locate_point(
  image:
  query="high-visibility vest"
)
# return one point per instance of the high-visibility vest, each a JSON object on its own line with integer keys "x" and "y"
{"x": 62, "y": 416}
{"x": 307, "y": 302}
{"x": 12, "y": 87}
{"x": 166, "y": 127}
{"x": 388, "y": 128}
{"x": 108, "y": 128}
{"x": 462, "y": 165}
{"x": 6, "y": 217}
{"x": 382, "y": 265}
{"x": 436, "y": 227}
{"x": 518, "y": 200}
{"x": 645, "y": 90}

-*-

## THE EXERCISE
Extract each line of the entries above that contains the string "vest", copying every such line in full.

## TASK RESPONSE
  query="high-visibility vest"
# return one point per instance of the high-visibility vest, each a JSON object on its own line with integer keys "x" and "y"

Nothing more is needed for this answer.